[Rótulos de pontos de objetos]

....................

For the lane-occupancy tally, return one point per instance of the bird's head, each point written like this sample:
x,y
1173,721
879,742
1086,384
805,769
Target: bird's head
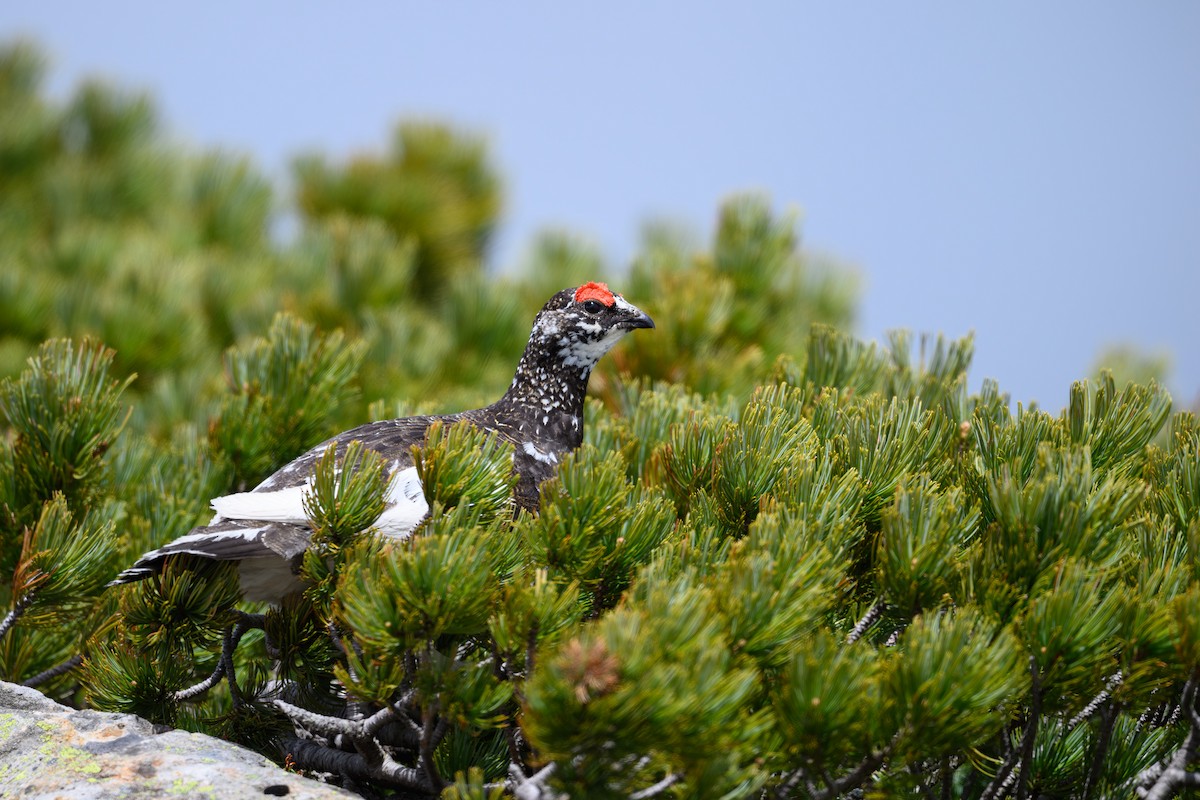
x,y
579,325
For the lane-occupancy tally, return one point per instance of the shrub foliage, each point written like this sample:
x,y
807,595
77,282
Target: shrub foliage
x,y
786,563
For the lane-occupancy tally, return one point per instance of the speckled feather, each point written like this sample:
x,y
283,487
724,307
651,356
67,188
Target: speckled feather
x,y
541,414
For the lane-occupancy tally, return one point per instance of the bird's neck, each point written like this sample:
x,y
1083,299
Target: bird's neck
x,y
545,401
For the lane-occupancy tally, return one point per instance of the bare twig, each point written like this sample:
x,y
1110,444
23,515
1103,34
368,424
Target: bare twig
x,y
18,608
535,787
1098,701
873,615
1163,780
311,755
1031,731
1104,738
54,672
853,779
657,788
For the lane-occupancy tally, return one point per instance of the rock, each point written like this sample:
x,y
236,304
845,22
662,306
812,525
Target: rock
x,y
48,751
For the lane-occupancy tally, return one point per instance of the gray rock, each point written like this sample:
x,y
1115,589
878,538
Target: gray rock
x,y
51,752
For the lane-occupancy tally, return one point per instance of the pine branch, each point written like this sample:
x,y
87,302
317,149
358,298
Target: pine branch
x,y
312,756
1098,701
54,672
873,614
1162,781
225,663
1031,731
657,788
853,779
534,787
18,608
1108,721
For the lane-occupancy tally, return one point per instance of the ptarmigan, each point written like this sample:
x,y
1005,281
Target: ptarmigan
x,y
541,414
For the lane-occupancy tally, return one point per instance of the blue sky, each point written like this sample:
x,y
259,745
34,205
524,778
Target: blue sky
x,y
1026,170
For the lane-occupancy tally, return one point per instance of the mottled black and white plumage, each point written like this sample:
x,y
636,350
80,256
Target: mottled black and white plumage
x,y
541,414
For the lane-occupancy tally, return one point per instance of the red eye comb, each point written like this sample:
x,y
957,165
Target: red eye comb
x,y
594,292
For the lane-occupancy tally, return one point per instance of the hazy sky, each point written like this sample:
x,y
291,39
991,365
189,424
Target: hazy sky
x,y
1029,170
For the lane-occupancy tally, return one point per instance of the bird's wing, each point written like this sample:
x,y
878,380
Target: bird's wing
x,y
270,521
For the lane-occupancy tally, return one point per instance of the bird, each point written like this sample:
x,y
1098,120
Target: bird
x,y
541,414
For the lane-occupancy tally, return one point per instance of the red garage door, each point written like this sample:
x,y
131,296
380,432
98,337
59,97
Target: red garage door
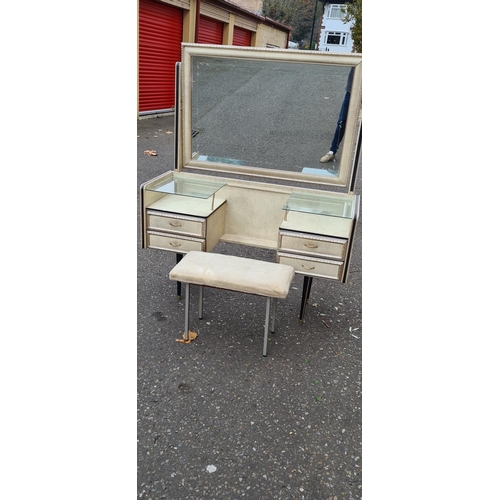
x,y
242,37
210,31
160,37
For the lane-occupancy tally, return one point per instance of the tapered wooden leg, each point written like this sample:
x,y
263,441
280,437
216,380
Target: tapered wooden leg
x,y
178,258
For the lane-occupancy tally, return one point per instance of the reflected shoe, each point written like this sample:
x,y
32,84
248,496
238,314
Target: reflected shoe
x,y
328,157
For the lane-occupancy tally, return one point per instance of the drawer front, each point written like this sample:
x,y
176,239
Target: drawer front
x,y
306,244
174,223
174,243
332,269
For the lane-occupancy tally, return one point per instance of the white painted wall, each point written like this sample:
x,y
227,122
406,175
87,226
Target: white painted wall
x,y
329,25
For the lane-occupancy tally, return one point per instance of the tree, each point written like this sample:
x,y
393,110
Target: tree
x,y
353,13
295,13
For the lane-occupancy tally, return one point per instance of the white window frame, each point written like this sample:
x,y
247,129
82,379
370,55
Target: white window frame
x,y
344,36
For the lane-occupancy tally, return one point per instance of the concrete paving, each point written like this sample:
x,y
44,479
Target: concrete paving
x,y
218,420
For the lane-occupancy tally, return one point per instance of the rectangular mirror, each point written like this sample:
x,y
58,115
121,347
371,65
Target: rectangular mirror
x,y
270,112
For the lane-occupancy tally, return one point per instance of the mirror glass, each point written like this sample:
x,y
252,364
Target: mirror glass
x,y
274,117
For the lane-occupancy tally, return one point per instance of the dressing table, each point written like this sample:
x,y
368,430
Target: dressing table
x,y
251,125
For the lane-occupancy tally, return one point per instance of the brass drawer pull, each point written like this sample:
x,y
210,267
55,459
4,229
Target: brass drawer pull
x,y
308,268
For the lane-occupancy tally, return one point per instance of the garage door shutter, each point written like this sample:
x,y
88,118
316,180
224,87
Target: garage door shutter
x,y
242,37
160,37
210,31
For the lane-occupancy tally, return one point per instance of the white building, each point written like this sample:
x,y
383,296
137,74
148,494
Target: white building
x,y
335,35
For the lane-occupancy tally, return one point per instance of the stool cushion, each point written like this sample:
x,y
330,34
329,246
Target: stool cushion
x,y
238,274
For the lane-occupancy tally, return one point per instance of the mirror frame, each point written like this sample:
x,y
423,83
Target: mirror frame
x,y
352,136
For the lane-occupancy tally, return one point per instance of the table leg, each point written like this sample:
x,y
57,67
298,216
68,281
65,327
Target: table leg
x,y
266,330
186,324
306,290
178,258
200,313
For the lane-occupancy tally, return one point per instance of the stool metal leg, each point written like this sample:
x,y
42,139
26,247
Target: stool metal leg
x,y
200,314
186,324
266,330
275,302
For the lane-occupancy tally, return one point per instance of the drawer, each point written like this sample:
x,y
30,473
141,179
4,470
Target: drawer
x,y
175,223
174,243
333,269
313,245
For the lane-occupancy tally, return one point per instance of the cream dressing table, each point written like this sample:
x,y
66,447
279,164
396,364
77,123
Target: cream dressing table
x,y
247,165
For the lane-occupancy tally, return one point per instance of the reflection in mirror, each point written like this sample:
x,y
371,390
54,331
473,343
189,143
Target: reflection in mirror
x,y
273,115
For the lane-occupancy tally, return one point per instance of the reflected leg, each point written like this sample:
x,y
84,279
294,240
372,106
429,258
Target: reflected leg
x,y
339,131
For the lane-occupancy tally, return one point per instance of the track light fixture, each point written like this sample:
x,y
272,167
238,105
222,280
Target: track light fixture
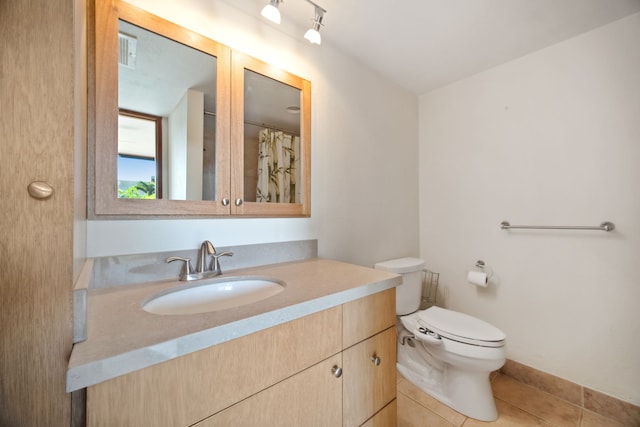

....................

### Tarefa do exercício
Extraia, sem alterações, cada linha dos registros acima que contenha a palavra "shoe". Diferencie maiúsculas de minúsculas.

### Resposta final
For the lane-occupancy tally, return one point per instance of the reflected shoe, each point written like this sample:
Target: reflected shoe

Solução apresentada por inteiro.